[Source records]

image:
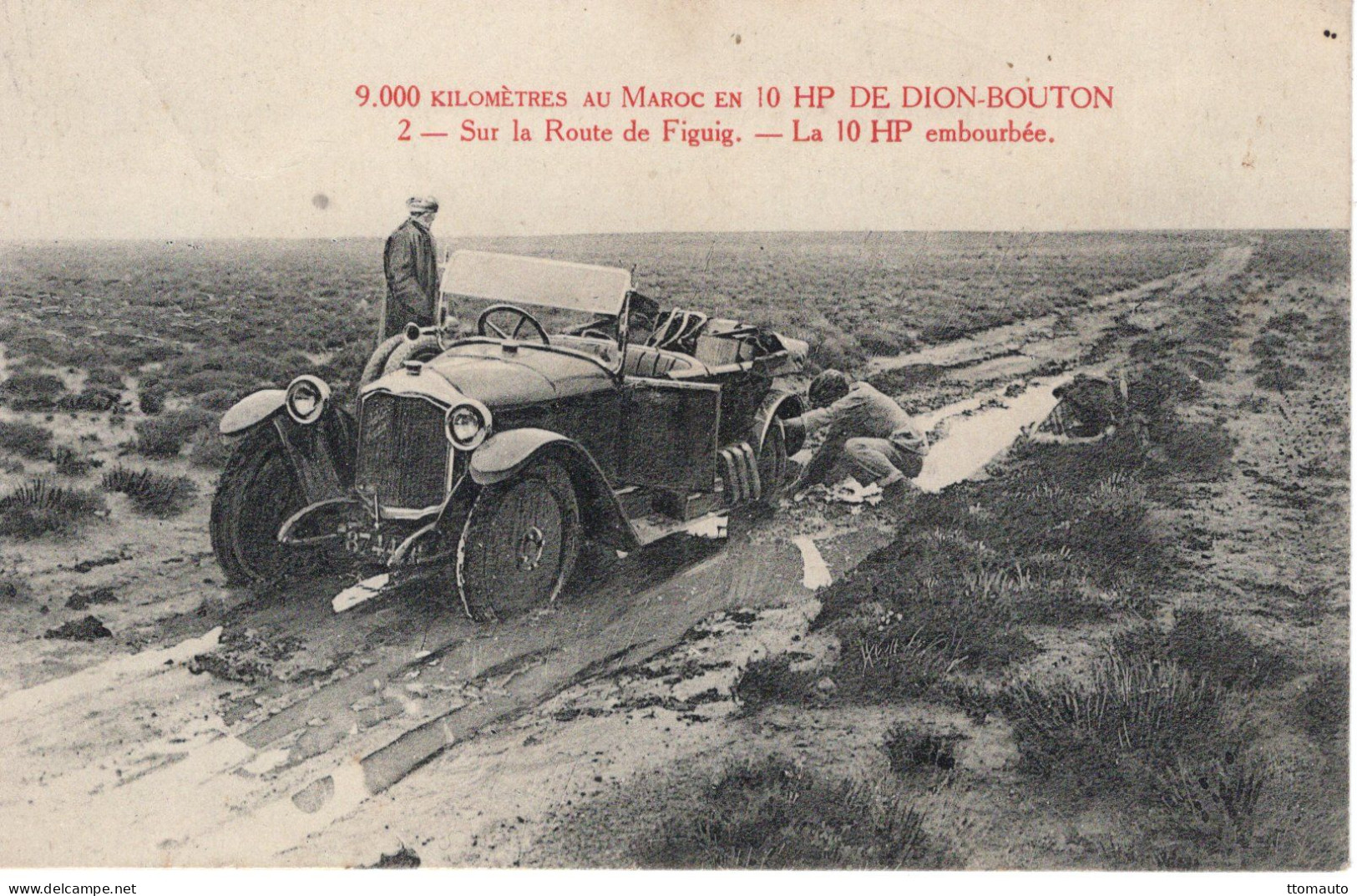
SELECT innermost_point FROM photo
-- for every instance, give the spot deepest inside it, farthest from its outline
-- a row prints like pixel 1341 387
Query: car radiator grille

◆ EXERCISE PROMPT:
Starting at the line in the records above that contains "-- a row prints like pixel 1341 387", output every line up to and including the last one, with nothing added.

◆ TASK RESPONSE:
-- a row prints like pixel 1341 387
Query: car radiator grille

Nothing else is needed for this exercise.